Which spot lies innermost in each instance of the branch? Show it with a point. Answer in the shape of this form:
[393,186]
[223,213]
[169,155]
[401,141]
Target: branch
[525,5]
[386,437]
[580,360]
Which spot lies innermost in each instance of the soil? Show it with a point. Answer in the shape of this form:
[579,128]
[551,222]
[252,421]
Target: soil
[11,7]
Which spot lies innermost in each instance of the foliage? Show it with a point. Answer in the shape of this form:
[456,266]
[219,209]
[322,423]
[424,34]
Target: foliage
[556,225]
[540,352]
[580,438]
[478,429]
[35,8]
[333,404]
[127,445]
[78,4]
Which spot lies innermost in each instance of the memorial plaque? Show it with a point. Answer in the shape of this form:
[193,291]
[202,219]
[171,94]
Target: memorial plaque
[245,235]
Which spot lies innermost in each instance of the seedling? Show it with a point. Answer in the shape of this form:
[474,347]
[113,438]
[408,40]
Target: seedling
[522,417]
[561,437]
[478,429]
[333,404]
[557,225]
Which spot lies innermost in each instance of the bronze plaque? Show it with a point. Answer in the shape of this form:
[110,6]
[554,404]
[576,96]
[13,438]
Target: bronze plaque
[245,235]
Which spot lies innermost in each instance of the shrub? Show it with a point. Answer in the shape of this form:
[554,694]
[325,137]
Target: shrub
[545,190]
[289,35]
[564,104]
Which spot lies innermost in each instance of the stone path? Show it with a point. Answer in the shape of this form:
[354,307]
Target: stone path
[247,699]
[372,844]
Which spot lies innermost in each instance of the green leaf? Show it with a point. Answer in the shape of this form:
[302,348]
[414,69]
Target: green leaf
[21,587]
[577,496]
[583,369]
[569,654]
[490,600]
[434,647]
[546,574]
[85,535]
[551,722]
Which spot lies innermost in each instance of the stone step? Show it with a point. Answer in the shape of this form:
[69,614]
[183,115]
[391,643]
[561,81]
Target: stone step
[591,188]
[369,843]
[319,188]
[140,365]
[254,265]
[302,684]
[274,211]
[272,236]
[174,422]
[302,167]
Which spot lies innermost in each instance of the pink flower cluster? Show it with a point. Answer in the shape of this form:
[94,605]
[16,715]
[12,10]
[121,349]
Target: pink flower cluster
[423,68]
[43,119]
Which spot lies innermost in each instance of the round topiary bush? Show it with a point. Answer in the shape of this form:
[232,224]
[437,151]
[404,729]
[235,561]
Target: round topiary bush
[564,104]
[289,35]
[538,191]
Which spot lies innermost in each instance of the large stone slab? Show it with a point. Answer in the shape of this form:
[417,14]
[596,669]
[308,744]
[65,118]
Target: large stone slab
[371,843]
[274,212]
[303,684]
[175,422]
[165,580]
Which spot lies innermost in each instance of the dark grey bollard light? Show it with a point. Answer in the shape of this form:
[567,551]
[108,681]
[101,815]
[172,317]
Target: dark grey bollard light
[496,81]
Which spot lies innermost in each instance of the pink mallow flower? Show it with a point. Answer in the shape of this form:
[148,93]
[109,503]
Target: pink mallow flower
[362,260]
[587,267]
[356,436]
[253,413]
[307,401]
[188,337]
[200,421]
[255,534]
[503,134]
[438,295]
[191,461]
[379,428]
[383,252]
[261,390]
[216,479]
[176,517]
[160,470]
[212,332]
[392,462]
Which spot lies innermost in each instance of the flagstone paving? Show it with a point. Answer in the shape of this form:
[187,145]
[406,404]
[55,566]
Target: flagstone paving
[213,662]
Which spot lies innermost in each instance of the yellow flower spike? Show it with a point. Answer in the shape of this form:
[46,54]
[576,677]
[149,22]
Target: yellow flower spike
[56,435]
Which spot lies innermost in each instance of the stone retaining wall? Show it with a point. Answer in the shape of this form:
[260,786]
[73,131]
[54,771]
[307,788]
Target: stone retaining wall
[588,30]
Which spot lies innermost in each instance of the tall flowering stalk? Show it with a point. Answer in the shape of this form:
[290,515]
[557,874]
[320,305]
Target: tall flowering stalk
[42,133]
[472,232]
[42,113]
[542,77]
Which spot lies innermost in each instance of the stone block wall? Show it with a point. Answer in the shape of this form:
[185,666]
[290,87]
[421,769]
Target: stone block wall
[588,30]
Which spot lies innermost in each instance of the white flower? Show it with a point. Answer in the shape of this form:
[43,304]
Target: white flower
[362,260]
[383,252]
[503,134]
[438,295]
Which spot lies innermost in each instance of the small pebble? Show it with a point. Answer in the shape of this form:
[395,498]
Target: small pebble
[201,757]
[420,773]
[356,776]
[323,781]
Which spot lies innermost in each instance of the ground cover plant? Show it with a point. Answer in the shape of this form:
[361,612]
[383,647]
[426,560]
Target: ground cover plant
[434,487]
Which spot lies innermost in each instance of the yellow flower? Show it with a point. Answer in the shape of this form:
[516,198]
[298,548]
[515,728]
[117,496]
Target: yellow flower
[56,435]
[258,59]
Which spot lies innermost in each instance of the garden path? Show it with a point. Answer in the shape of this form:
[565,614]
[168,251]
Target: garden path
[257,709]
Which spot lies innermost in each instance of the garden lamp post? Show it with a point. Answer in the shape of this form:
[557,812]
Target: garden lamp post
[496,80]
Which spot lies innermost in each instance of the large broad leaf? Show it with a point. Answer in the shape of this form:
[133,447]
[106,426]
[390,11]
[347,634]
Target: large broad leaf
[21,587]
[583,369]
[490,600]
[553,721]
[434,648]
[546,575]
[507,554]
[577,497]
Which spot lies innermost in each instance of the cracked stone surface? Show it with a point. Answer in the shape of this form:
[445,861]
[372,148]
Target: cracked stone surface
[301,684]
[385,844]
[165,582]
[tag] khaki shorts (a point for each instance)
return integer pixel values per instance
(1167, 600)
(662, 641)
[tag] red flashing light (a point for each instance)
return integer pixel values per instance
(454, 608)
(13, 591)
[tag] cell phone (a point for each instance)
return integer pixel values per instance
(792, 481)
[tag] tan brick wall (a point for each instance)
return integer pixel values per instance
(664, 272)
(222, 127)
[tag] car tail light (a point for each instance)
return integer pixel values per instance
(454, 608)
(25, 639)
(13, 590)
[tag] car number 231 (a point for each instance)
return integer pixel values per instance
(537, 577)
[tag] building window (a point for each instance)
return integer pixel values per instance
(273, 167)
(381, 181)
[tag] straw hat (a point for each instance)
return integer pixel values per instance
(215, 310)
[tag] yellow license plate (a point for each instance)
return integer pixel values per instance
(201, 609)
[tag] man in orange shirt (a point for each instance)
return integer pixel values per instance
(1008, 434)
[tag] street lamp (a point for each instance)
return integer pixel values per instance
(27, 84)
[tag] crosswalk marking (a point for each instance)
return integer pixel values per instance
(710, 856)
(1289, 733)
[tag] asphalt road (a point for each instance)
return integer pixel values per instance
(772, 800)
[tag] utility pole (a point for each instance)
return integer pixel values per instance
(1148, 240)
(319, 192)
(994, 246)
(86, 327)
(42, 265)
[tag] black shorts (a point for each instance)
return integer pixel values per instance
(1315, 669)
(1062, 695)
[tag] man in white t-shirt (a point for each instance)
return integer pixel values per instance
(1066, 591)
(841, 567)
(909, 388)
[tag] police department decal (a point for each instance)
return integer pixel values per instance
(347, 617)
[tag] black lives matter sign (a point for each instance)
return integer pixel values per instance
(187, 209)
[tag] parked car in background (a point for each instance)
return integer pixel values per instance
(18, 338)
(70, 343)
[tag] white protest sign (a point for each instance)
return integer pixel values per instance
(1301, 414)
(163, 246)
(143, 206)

====

Reproduce all of the entries word for word.

Which spot lies innermost in each instance of the branch? Show it with a point. Answer in the shape of this form:
[393,186]
[223,213]
[169,155]
[401,141]
Target: branch
[525,5]
[386,437]
[580,360]
Which spot lies innermost in each instance of the soil? Show it with a point. Answer in the shape of this form:
[579,128]
[551,222]
[252,421]
Target: soil
[11,7]
Which spot lies innermost in each instance of the foliage? Show it with a point. Answer in the shape of this form:
[456,266]
[219,209]
[322,423]
[424,34]
Target: foliage
[556,225]
[540,352]
[580,438]
[478,429]
[35,8]
[333,404]
[127,445]
[78,4]
Which spot lies innermost in each instance of the memorial plaque? Show it with a point. Answer in the shape of this form:
[193,291]
[202,219]
[171,94]
Target: memorial plaque
[245,235]
Which spot lies innermost in each instance of the seedling? Show it with a point. Answer in the shape of this form:
[474,347]
[113,438]
[408,40]
Target: seedling
[522,417]
[561,437]
[478,429]
[333,404]
[557,225]
Which spot lies innermost in each instance of the bronze plaque? Show it with a point. Answer in the shape of this form:
[110,6]
[554,404]
[576,96]
[13,438]
Target: bronze plaque
[245,235]
Which spot lies innermost in each instance of the shrub? Show it with a point. Answer in the shape of this form:
[554,694]
[325,137]
Target: shrub
[545,190]
[289,35]
[564,104]
Which spot lies innermost in each instance of the stone path? Show it with a point. Answer in the shape of this form:
[354,307]
Target: stone path
[247,699]
[372,844]
Which spot lies innermost in each instance of the green leaf? Show it with a point. Answer in the shape of this form:
[302,348]
[414,69]
Target: green leaf
[21,587]
[577,496]
[583,369]
[569,654]
[490,600]
[434,647]
[546,574]
[85,535]
[551,722]
Which spot lies innermost in each instance of the stone step? Show it with a point. Answer in the shape of this form:
[69,614]
[183,115]
[391,643]
[561,81]
Target: stone step
[591,188]
[369,843]
[319,188]
[140,365]
[254,265]
[302,684]
[274,211]
[272,236]
[174,422]
[302,167]
Which spot lies innermost in each instance of the pink flower cluster? Show it with a point. Answer in the shape of this form:
[94,605]
[16,715]
[12,10]
[121,349]
Target: pink flower cluster
[423,68]
[43,119]
Which spot lies innermost in each instance of the round topiary bush? Show it with a point. Answer in the shape of this form:
[232,224]
[437,151]
[404,729]
[235,561]
Target: round topiary bush
[564,104]
[289,35]
[538,191]
Which spot lies innermost in each instance of the large stone slab? Show it with a point. Answer in the shape of this form:
[417,14]
[596,669]
[308,744]
[65,118]
Target: large stone slab
[371,843]
[274,212]
[303,684]
[175,422]
[165,580]
Which spot lies innermost in each instance of the dark grey bollard light? Show it with a point. Answer in the shape of this form:
[567,551]
[108,681]
[101,815]
[172,317]
Target: dark grey bollard light
[496,81]
Which spot lies innermost in each instance of the pink mallow flower? Show it with a point. Answer in the shape of this form:
[148,93]
[109,503]
Target: pink mallow flower
[362,260]
[587,267]
[356,436]
[253,413]
[307,401]
[188,337]
[200,421]
[255,534]
[503,134]
[438,295]
[191,461]
[379,428]
[383,252]
[261,390]
[216,479]
[176,517]
[160,470]
[212,332]
[392,462]
Which spot lies innermost in each instance of the flagstone paving? Show it with a point. Answer in the shape of this form:
[187,145]
[406,404]
[55,566]
Target: flagstone paving
[213,662]
Which spot lies innermost in each instance of the yellow flower spike? Show it with a point. Answer in the shape of this form:
[46,54]
[576,677]
[149,22]
Target: yellow flower spike
[56,435]
Which spot lies innermost in each instance of the stone retaining wall? Show it with a point. Answer in the shape of this form:
[260,786]
[73,131]
[54,771]
[307,788]
Target: stone retaining wall
[588,30]
Which spot lies innermost in each instance of the tall flowering stalk? Show it with a point. Answer in the shape of this form:
[290,515]
[557,874]
[320,305]
Target: tall flowering stalk
[42,133]
[472,232]
[42,113]
[542,77]
Which spot lies innermost in each instance of the stone block wall? Show it with a point. Answer in the shape of this form:
[185,666]
[290,87]
[421,769]
Target: stone block wall
[588,30]
Which spot lies innermost in each instance of the white flower? Show it with a point. Answer in the shape of this form:
[43,304]
Target: white flower
[362,260]
[383,252]
[503,134]
[438,295]
Which spot lies innermost in each instance of the small pebble? Show it with a point. Answer in the shape of this form:
[395,498]
Target: small pebble
[201,757]
[420,773]
[356,776]
[323,781]
Which spot lies innermost in each instance of the ground cover plant? Show it with a point. Answer in the shape of this form:
[361,612]
[383,647]
[426,560]
Target: ground cover plant
[434,487]
Which spot lies innermost in each instance of the yellow flower? Show it with a point. Answer in the shape of this form:
[516,198]
[298,548]
[515,728]
[117,496]
Target: yellow flower
[56,435]
[258,59]
Which spot lies innermost in each instance of the garden path? Show it with a point. Answer in the shape of this form:
[565,614]
[168,251]
Target: garden path
[257,709]
Which spot lies innermost in each instance of the garden lamp post? Show it with a point. Answer in the shape of this form:
[557,812]
Target: garden lamp post
[496,80]
Which spot lies innermost in each instance of the large broad leaf? Show it with a point. Answer in the shape of this form:
[133,447]
[106,426]
[390,11]
[347,634]
Target: large broad leaf
[21,587]
[583,369]
[490,600]
[553,721]
[434,648]
[546,575]
[507,554]
[577,497]
Which spot lies innermost in each instance of the cracked stone surface? Show it with a point. Answer in the shape of this form:
[445,861]
[372,148]
Target: cracked stone surface
[301,684]
[385,844]
[165,582]
[tag] khaki shorts (a point for each instance)
return integer pixel values per instance
(1167, 600)
(662, 641)
[tag] red flashing light (a point for each instance)
return integer pixel values per instance
(454, 608)
(13, 591)
[tag] cell phone (a point for each instance)
return integer pixel values per instance
(792, 481)
[tag] tan brick wall (a point for each instance)
return integer pixel values per instance
(664, 272)
(222, 127)
[tag] car tail light (a point for each instance)
return integer pixel values per instance
(454, 608)
(25, 639)
(13, 590)
[tag] car number 231 (a point for each instance)
return integer pixel values per instance
(537, 577)
[tag] building window (a point for each instance)
return integer pixel values per instance
(273, 167)
(381, 181)
[tag] straw hat (a point for each instance)
return integer pixel values per instance
(215, 310)
[tag] yellow license plate (a point for each instance)
return integer pixel values per instance
(201, 609)
[tag] man in orange shirt (a point for each instance)
return integer pixel values per instance
(1008, 434)
[tag] street lamp (a point for each instance)
return integer pixel values per instance
(27, 84)
[tag] crosswalk marking (a point for each instance)
return integer pixel values per instance
(710, 856)
(1289, 733)
[tag] asphalt road (a point for each instance)
return integer pixel values per instance
(772, 800)
[tag] utility pole (a point for each instance)
return integer pixel values per instance
(1148, 240)
(319, 192)
(994, 246)
(86, 327)
(42, 265)
[tag] black shorts (a point for each instance)
return integer pixel values per instance
(1315, 669)
(1062, 695)
[tag] man in white t-shirt (a point for each instance)
return integer pixel values per instance
(1066, 591)
(841, 567)
(909, 388)
[tag] police department decal (a point for each instance)
return integer pixel values per instance
(347, 617)
[tag] black lives matter sign (a point for each instance)
return integer pixel values per instance
(187, 209)
[tag] parked car in background (a point for each instance)
return integer pixel values per instance
(18, 338)
(70, 343)
[tag] white protest sign (a point for each instance)
return integer pixel values per instance
(1301, 414)
(163, 246)
(143, 206)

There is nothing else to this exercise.